[Data listing]
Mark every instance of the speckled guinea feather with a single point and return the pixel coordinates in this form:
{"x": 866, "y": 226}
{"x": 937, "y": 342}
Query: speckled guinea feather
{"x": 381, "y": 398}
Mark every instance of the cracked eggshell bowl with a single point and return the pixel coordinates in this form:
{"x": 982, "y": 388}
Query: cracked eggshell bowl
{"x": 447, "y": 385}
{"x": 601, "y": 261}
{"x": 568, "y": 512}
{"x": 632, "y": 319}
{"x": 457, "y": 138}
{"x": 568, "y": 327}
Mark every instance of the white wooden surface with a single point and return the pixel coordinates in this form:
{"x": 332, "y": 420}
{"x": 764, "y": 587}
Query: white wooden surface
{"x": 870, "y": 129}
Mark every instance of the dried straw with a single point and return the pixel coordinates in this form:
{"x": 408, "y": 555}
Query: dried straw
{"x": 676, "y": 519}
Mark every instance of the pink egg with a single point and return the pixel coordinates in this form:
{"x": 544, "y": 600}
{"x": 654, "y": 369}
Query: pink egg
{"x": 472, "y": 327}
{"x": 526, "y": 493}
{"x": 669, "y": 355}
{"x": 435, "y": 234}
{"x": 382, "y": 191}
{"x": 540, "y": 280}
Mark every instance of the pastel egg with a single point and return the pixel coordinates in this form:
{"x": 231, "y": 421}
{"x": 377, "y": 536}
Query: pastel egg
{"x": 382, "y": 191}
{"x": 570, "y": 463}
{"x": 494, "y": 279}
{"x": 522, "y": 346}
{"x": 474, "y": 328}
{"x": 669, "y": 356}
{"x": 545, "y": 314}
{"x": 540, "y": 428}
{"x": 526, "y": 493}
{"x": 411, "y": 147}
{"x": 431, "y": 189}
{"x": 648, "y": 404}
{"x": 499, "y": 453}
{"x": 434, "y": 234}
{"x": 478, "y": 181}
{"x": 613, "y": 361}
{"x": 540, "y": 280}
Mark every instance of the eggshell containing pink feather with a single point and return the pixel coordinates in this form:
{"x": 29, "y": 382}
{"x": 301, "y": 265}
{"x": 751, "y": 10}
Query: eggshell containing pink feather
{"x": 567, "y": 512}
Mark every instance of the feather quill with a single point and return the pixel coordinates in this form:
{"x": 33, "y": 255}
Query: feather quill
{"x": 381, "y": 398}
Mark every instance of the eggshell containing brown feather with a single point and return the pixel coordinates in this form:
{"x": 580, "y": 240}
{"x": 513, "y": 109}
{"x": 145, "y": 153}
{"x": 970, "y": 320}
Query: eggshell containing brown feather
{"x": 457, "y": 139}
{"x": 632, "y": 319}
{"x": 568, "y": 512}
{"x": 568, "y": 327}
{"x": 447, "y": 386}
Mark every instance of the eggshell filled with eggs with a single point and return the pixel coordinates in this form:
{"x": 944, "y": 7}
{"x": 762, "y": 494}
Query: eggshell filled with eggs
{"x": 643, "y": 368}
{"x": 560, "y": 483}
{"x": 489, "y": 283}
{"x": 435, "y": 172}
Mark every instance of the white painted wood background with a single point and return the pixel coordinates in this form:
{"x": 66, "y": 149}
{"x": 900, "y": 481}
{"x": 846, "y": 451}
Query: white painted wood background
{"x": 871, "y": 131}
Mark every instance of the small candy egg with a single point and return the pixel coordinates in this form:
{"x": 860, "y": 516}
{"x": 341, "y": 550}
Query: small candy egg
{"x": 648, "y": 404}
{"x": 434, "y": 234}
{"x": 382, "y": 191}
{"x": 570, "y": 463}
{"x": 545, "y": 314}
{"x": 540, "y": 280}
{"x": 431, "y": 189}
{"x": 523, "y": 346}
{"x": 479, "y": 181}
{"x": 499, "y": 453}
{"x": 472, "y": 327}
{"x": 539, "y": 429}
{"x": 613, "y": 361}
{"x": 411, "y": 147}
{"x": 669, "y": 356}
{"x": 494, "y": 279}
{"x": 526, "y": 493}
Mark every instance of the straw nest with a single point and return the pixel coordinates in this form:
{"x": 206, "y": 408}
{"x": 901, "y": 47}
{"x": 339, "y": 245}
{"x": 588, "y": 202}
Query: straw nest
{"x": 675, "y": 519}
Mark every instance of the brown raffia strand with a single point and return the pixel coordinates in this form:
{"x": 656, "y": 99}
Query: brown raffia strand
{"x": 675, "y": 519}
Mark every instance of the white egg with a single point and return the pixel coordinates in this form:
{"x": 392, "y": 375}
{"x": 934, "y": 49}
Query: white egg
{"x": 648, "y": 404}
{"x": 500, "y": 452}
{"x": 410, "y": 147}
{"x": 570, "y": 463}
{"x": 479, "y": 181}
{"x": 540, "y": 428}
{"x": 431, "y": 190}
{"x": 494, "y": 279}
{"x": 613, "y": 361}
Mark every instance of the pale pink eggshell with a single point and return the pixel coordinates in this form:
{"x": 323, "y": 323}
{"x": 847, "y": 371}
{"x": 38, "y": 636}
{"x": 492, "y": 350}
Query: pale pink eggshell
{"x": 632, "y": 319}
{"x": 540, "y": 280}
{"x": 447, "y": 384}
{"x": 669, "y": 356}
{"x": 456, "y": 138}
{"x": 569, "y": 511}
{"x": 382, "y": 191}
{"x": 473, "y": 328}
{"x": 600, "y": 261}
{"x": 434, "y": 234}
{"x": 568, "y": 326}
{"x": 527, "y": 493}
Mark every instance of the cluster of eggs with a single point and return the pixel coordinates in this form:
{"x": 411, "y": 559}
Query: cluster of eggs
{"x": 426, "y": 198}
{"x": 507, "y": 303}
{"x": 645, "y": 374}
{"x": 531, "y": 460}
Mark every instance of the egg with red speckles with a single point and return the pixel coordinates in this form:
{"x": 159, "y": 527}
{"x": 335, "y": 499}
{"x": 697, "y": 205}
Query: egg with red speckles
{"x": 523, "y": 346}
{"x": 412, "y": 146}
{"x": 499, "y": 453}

[Goal of the exercise]
Give back the full listing, exactly as it stands.

[Response area]
Mark every instance of the speckled guinea feather with a single point and return the pixel coordinates in this form:
{"x": 866, "y": 226}
{"x": 937, "y": 342}
Query: speckled guinea feather
{"x": 381, "y": 398}
Mark every instance of the cracked eggshell bowl with a single point and return the pixel coordinates in this form:
{"x": 982, "y": 388}
Query: cracked eggshell bowl
{"x": 447, "y": 385}
{"x": 601, "y": 261}
{"x": 568, "y": 512}
{"x": 632, "y": 319}
{"x": 457, "y": 138}
{"x": 568, "y": 327}
Mark every instance of the white wooden surface with a single point and return the pixel coordinates in this form:
{"x": 332, "y": 420}
{"x": 764, "y": 587}
Query: white wooden surface
{"x": 870, "y": 129}
Mark every instance of the dried straw with a single point and return the pixel coordinates in this form:
{"x": 408, "y": 555}
Query: dried straw
{"x": 676, "y": 519}
Mark every instance of the pink egg with a single point and return the pixel coordinates in this form:
{"x": 544, "y": 600}
{"x": 654, "y": 369}
Query: pink egg
{"x": 472, "y": 327}
{"x": 526, "y": 493}
{"x": 669, "y": 355}
{"x": 435, "y": 234}
{"x": 382, "y": 191}
{"x": 540, "y": 280}
Mark every instance of the pastel egg with a single point and return the pixel coordinates in this form:
{"x": 231, "y": 421}
{"x": 377, "y": 536}
Query: pastel egg
{"x": 382, "y": 191}
{"x": 570, "y": 463}
{"x": 494, "y": 279}
{"x": 522, "y": 346}
{"x": 474, "y": 328}
{"x": 669, "y": 356}
{"x": 545, "y": 314}
{"x": 540, "y": 428}
{"x": 526, "y": 493}
{"x": 411, "y": 147}
{"x": 431, "y": 189}
{"x": 648, "y": 404}
{"x": 499, "y": 453}
{"x": 434, "y": 234}
{"x": 478, "y": 181}
{"x": 613, "y": 361}
{"x": 540, "y": 280}
Mark every instance of the eggshell containing pink feather with a single point and return the pixel coordinates in this form:
{"x": 29, "y": 382}
{"x": 301, "y": 265}
{"x": 751, "y": 10}
Query: eggshell containing pink feather
{"x": 567, "y": 512}
Mark every instance of the feather quill with a single point and return the pixel coordinates in this form:
{"x": 33, "y": 255}
Query: feather quill
{"x": 381, "y": 398}
Mark every instance of the eggshell containing brown feather with a single point and return the pixel coordinates in this form:
{"x": 580, "y": 240}
{"x": 513, "y": 109}
{"x": 145, "y": 153}
{"x": 970, "y": 320}
Query: eggshell containing brown feather
{"x": 457, "y": 139}
{"x": 632, "y": 319}
{"x": 568, "y": 512}
{"x": 568, "y": 327}
{"x": 447, "y": 386}
Mark every instance of the eggshell filled with eggs with a single point and return the pixel coordinates in this form:
{"x": 944, "y": 7}
{"x": 762, "y": 494}
Query: eggshell filled with eggs
{"x": 643, "y": 368}
{"x": 560, "y": 483}
{"x": 489, "y": 283}
{"x": 435, "y": 172}
Mark every instance of the white painted wood background with a single point and return the pixel coordinates in this form:
{"x": 66, "y": 149}
{"x": 900, "y": 481}
{"x": 846, "y": 451}
Query: white painted wood background
{"x": 871, "y": 131}
Mark every instance of the small candy egg with a single point and return the pixel coordinates in this form:
{"x": 860, "y": 516}
{"x": 341, "y": 550}
Query: small candy egg
{"x": 648, "y": 404}
{"x": 434, "y": 234}
{"x": 382, "y": 191}
{"x": 570, "y": 463}
{"x": 545, "y": 314}
{"x": 540, "y": 280}
{"x": 431, "y": 189}
{"x": 523, "y": 346}
{"x": 479, "y": 181}
{"x": 499, "y": 453}
{"x": 472, "y": 327}
{"x": 539, "y": 429}
{"x": 613, "y": 361}
{"x": 411, "y": 147}
{"x": 669, "y": 356}
{"x": 494, "y": 279}
{"x": 526, "y": 493}
Mark every instance of the straw nest with a single point and return the pixel coordinates in this form:
{"x": 206, "y": 408}
{"x": 901, "y": 47}
{"x": 339, "y": 245}
{"x": 588, "y": 202}
Query: straw nest
{"x": 675, "y": 519}
Mark every instance of the brown raffia strand with a single point and return the pixel coordinates in this form:
{"x": 656, "y": 99}
Query: brown raffia strand
{"x": 675, "y": 519}
Mark every instance of the white egg with a single point and return the pixel coordinates in this form:
{"x": 392, "y": 375}
{"x": 934, "y": 49}
Query: white egg
{"x": 648, "y": 404}
{"x": 500, "y": 452}
{"x": 410, "y": 147}
{"x": 570, "y": 463}
{"x": 479, "y": 181}
{"x": 540, "y": 428}
{"x": 431, "y": 190}
{"x": 494, "y": 279}
{"x": 613, "y": 361}
Mark every instance of the pale pink eggshell with a single point and return the pixel coordinates in this form:
{"x": 323, "y": 323}
{"x": 847, "y": 371}
{"x": 38, "y": 636}
{"x": 492, "y": 350}
Query: pale pink eggshell
{"x": 632, "y": 319}
{"x": 540, "y": 280}
{"x": 447, "y": 384}
{"x": 669, "y": 356}
{"x": 456, "y": 138}
{"x": 569, "y": 511}
{"x": 382, "y": 191}
{"x": 473, "y": 328}
{"x": 600, "y": 261}
{"x": 434, "y": 234}
{"x": 568, "y": 326}
{"x": 527, "y": 493}
Mark every instance of the cluster of eggs with a single point and return the pixel coordinates in this form:
{"x": 411, "y": 559}
Query: cluster of eggs
{"x": 426, "y": 198}
{"x": 507, "y": 303}
{"x": 645, "y": 374}
{"x": 531, "y": 460}
Mark every instance of the egg with red speckles with a single point and return the pixel coordinates in this form:
{"x": 159, "y": 527}
{"x": 335, "y": 499}
{"x": 697, "y": 205}
Query: egg with red speckles
{"x": 523, "y": 346}
{"x": 412, "y": 146}
{"x": 499, "y": 453}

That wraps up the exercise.